Using the entries below, show all lines with the string "slab".

"""

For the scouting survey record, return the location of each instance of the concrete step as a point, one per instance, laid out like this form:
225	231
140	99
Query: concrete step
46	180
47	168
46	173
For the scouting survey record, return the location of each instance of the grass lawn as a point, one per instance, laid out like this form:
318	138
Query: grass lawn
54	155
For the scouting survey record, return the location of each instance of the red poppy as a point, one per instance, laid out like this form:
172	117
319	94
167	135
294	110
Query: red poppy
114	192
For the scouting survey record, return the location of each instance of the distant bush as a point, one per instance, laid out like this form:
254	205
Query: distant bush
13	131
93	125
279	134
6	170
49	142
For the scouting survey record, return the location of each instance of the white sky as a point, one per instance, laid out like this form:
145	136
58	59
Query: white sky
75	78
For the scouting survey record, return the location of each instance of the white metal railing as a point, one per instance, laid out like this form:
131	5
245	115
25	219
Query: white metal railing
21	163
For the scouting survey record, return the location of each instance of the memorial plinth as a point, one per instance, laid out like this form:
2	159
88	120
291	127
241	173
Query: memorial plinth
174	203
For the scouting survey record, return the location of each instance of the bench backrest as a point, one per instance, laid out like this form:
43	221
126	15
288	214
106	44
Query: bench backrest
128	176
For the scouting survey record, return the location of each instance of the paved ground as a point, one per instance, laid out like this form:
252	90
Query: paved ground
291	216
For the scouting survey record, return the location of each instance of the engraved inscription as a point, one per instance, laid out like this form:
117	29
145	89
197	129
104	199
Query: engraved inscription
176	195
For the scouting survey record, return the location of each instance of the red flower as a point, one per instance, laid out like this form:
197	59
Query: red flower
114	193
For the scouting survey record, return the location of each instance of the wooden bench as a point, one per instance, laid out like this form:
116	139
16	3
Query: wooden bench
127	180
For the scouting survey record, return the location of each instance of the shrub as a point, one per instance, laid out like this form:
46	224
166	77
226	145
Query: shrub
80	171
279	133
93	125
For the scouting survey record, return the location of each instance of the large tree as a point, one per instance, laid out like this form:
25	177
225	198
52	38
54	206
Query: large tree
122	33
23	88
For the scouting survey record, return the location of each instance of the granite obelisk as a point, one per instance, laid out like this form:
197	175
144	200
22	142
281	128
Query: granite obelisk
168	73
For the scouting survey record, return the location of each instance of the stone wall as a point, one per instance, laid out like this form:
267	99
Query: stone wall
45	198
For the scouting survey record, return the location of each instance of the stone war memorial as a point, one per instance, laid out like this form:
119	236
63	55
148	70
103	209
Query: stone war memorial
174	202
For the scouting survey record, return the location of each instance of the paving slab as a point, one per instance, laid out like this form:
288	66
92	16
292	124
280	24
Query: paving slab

"""

§ Your response:
For the scouting survey record, return the location of each instance of the paving slab as a point, one per instance, laid out like this form:
Query: paving slab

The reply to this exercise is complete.